It’s very possible that I fail to remember another case though.
I generally agree with this.
I can’t speak for that DC organizer (or even other EAIF managers), but FWIW for me the length of someone’s history with community building work is not usually a consideration when deciding whether to fund them for more community building work – and if so, whether to provide funding for part-time or full-time work.
I think someone’s history with community building mostly influences how I’m evaluating an application. When there is a track record of relevant work, there is more room for positive or negative updates based on that, and the applicant’s fit for their proposed work is generally easier to evaluate. But in principle it’s totally possible for applicants to demonstrate that they clear the bar for funding – including for full-time work – otherwise, i.e., by some combination of demonstrating relevant abilities in an interview, having other relevant past achievements, proposing well thought-through plans in their application, and providing references from other relevant contexts.
I think part-time vs. full-time most commonly depends on the specific situation of the application and the location – in particular, whether there is ‘enough work to do’ for a full-time role. (In the context of this post, FWIW I think I agree that often an ambitious organizer would be able to find enough things to do to work full time, which may partly involve running experiments/pilots of untested activities.)

TASKS TO PERFORM >>
1. Write out everything in the comment on community-building funding from "I generally agree" down to "or full-time work.".
2. In the comment on community-building funding, what does the choice between part-time and full-time work most commonly depend on?

EXCERPTED RECORDS >>
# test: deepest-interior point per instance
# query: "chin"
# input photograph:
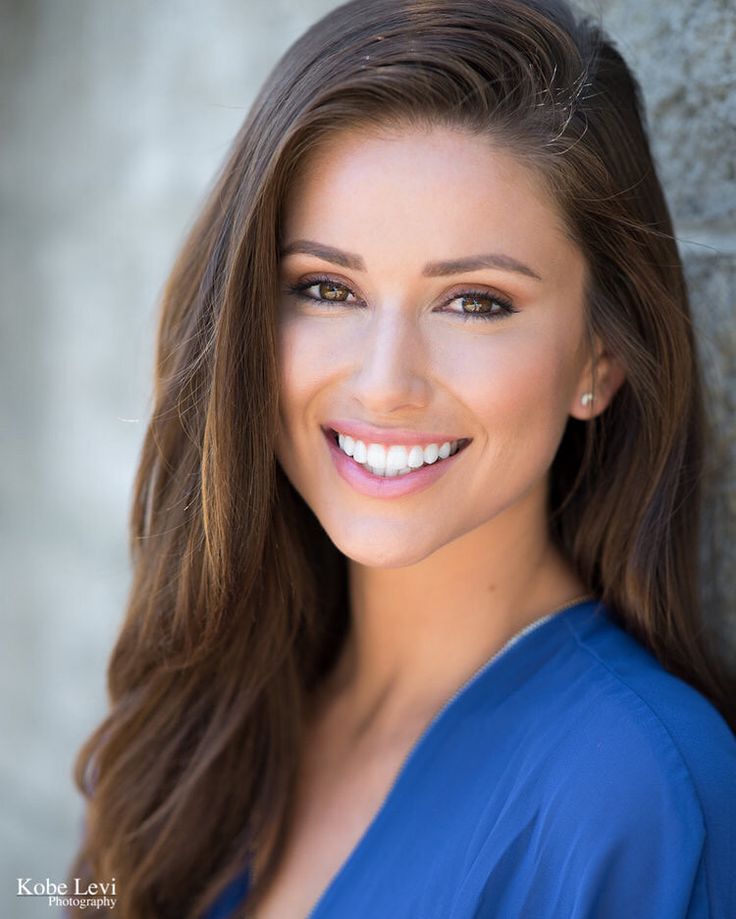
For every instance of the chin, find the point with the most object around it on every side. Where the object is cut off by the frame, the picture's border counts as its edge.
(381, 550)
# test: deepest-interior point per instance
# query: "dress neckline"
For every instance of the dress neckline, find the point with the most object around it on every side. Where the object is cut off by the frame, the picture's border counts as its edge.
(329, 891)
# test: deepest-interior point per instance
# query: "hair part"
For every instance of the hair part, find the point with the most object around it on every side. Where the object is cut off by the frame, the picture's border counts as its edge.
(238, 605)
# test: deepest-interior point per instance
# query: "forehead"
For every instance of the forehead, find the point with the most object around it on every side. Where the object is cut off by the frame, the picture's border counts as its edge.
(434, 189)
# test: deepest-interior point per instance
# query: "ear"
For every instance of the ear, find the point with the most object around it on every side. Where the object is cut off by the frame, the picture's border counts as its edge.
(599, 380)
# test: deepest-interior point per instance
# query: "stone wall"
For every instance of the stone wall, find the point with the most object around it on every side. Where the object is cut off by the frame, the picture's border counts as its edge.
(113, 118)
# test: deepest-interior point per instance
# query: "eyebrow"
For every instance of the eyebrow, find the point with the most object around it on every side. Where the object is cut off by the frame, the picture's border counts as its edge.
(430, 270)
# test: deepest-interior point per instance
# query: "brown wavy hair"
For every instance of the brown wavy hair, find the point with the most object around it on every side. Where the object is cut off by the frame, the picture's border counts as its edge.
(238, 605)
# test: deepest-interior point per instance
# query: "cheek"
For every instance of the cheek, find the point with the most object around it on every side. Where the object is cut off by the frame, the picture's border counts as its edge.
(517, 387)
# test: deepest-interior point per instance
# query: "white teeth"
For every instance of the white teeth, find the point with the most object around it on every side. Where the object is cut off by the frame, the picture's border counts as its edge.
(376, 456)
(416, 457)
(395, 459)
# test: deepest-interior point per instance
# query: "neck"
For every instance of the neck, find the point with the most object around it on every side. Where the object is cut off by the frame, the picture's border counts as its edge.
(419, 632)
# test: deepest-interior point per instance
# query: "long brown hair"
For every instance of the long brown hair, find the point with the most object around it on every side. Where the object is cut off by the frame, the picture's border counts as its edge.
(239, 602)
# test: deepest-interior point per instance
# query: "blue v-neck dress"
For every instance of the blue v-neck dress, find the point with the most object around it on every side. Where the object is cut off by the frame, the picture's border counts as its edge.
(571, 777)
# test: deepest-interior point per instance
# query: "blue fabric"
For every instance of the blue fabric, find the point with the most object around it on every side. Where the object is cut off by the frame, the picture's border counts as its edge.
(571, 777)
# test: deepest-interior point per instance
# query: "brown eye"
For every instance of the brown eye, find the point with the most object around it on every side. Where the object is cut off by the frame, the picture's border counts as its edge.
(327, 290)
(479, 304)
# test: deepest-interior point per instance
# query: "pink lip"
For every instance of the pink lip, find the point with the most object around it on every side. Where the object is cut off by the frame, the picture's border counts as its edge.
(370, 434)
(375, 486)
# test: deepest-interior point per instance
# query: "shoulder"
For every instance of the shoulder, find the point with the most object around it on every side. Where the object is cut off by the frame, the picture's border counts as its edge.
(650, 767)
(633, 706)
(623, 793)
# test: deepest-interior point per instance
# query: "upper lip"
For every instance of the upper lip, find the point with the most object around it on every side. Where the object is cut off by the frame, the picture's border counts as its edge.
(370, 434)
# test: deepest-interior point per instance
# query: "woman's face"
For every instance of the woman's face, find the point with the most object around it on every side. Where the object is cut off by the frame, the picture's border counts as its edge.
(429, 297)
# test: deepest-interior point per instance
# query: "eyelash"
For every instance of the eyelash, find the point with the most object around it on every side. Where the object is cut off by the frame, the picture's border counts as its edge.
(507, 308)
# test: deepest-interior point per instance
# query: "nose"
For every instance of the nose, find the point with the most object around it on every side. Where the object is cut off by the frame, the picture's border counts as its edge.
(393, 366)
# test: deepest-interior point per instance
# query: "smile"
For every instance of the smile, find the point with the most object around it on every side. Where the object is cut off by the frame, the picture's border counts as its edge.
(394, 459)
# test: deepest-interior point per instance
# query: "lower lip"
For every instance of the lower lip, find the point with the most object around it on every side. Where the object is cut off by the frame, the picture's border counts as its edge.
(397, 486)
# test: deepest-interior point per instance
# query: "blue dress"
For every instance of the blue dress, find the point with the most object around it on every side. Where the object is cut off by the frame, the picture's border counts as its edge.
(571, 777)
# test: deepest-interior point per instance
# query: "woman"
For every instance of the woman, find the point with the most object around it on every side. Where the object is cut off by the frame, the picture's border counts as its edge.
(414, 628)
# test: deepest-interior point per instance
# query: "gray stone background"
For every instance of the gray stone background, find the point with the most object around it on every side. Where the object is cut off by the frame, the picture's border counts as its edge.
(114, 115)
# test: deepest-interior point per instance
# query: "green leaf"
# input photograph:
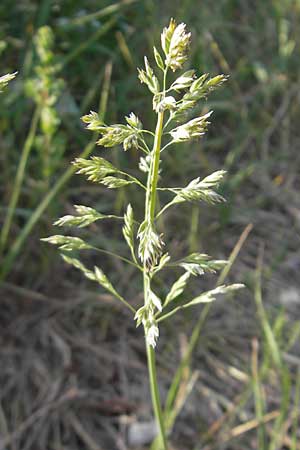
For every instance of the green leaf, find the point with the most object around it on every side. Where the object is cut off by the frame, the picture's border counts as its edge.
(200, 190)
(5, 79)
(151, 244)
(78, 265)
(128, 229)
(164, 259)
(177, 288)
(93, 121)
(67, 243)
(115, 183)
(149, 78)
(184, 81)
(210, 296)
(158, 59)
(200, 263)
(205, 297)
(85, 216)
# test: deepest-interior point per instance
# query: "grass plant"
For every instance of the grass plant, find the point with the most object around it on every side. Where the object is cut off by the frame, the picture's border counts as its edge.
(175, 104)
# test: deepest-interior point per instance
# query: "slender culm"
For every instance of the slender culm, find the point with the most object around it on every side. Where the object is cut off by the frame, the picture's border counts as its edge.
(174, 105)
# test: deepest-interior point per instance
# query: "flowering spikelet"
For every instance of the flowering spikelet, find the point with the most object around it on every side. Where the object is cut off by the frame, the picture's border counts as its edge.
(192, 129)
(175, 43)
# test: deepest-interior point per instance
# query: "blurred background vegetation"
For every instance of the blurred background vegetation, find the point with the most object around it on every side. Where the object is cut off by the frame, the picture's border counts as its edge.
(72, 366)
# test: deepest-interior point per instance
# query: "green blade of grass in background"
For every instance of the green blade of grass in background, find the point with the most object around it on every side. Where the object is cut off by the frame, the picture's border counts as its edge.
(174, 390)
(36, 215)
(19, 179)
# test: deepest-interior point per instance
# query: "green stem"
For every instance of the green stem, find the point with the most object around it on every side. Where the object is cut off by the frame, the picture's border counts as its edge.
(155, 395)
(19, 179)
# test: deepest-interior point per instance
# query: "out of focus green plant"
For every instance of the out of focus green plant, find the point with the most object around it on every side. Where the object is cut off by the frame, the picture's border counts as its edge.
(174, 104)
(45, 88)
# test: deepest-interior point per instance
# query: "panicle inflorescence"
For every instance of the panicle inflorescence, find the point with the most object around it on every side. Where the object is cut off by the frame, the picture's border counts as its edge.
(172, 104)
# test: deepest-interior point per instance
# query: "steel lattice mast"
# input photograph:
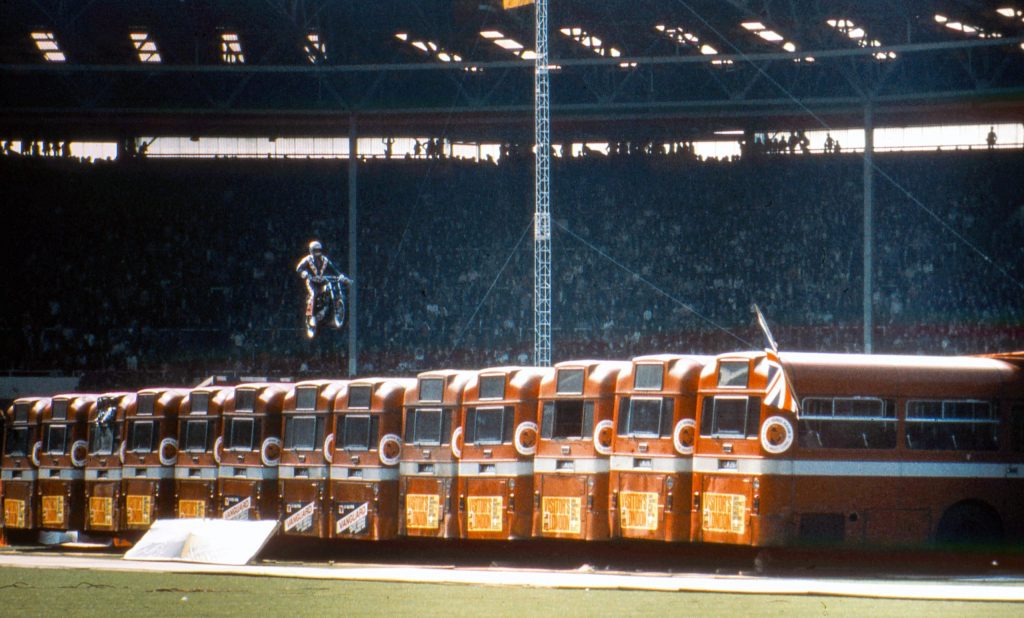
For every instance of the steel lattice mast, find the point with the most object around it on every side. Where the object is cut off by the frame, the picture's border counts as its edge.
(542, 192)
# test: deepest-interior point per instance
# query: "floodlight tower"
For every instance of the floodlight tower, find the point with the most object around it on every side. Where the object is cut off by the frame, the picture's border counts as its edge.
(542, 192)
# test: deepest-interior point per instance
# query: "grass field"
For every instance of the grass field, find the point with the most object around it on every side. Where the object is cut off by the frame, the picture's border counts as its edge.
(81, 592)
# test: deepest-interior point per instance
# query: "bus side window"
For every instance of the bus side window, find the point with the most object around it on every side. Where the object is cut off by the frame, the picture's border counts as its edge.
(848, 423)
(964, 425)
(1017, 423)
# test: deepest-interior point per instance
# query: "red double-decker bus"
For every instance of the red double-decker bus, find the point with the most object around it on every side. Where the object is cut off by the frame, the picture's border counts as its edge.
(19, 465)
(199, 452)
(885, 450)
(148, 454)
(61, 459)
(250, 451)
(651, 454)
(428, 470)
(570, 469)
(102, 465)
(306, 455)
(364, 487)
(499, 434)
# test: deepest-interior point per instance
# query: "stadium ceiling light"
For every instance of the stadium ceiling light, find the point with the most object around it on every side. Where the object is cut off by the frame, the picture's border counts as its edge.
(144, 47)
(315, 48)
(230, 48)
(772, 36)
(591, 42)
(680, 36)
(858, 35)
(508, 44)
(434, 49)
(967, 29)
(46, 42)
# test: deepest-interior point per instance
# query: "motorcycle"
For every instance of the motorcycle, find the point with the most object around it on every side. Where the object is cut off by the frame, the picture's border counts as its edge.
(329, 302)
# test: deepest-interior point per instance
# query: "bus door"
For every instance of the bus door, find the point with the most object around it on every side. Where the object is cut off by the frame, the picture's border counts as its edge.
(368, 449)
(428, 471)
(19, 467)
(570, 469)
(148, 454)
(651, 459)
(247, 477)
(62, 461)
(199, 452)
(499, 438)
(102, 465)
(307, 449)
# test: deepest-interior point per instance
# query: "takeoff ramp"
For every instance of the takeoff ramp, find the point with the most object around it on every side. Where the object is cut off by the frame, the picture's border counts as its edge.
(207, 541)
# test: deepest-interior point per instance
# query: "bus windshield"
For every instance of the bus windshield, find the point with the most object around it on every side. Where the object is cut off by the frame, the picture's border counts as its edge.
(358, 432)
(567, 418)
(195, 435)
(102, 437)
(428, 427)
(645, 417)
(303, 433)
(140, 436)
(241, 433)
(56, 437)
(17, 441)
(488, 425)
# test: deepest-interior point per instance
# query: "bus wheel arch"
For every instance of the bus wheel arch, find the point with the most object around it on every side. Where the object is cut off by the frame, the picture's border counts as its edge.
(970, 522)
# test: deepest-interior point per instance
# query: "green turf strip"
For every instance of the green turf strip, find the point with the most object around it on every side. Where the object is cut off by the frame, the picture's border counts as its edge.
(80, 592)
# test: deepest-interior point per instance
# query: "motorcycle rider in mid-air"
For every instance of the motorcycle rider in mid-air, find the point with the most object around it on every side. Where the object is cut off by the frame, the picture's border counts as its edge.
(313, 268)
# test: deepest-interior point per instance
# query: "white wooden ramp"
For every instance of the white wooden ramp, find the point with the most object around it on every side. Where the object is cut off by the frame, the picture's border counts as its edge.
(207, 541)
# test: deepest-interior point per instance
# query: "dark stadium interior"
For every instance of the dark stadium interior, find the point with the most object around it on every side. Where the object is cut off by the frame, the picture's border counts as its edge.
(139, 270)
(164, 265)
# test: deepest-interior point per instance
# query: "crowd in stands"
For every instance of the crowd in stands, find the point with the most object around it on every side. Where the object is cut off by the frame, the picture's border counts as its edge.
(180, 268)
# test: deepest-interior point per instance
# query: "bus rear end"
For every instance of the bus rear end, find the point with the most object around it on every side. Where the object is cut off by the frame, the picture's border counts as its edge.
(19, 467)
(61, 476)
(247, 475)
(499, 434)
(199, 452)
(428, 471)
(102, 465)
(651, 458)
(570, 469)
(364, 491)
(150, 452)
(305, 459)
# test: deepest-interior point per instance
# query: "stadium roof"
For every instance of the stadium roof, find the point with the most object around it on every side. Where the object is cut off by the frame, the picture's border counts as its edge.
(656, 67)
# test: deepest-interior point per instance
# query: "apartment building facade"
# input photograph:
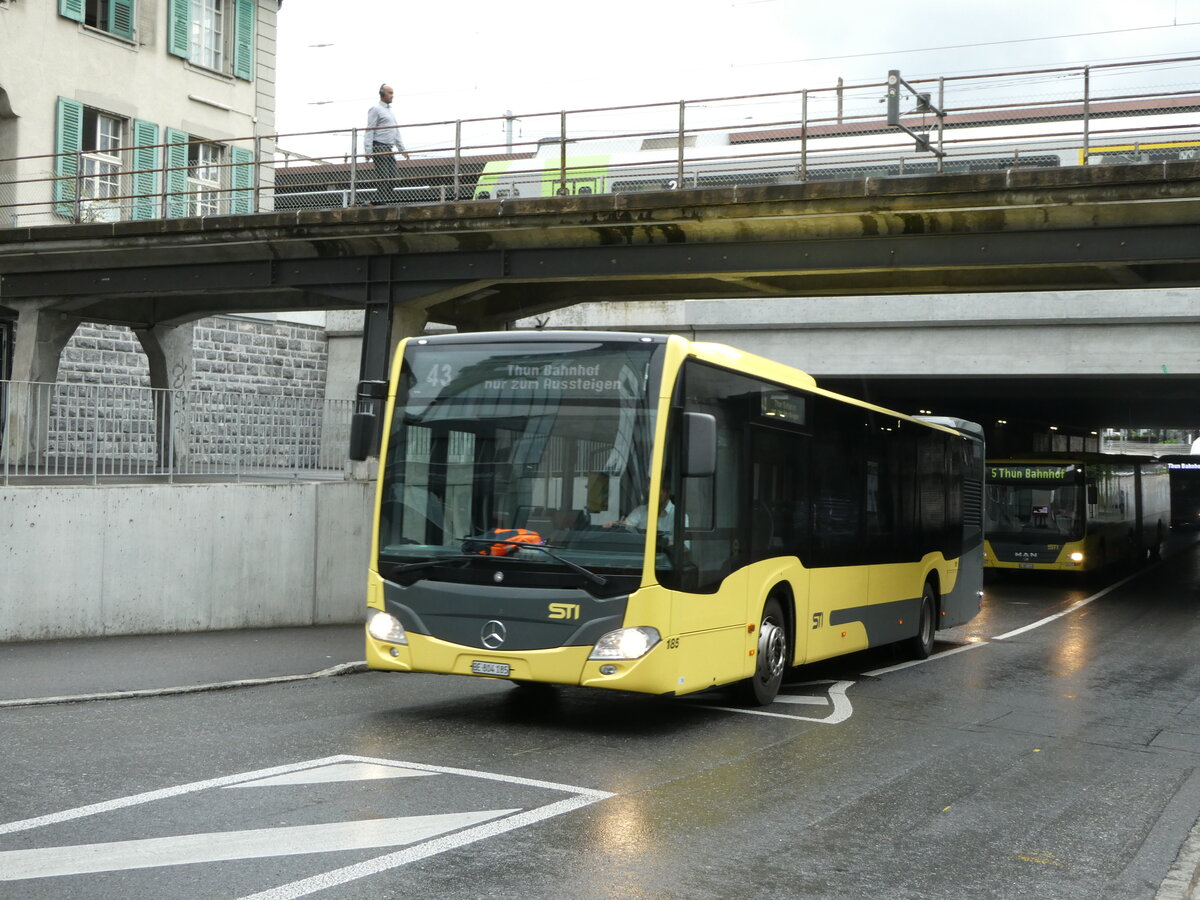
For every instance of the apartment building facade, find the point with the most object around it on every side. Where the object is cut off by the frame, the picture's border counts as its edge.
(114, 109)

RESPONSES >>
1.
I generally agree with this.
I can’t speak for that DC organizer (or even other EAIF managers), but FWIW for me the length of someone’s history with community building work is not usually a consideration when deciding whether to fund them for more community building work – and if so, whether to provide funding for part-time or full-time work.

2. It depends on the specific situation of the application and the location, in particular whether there is enough work to do for a full-time role.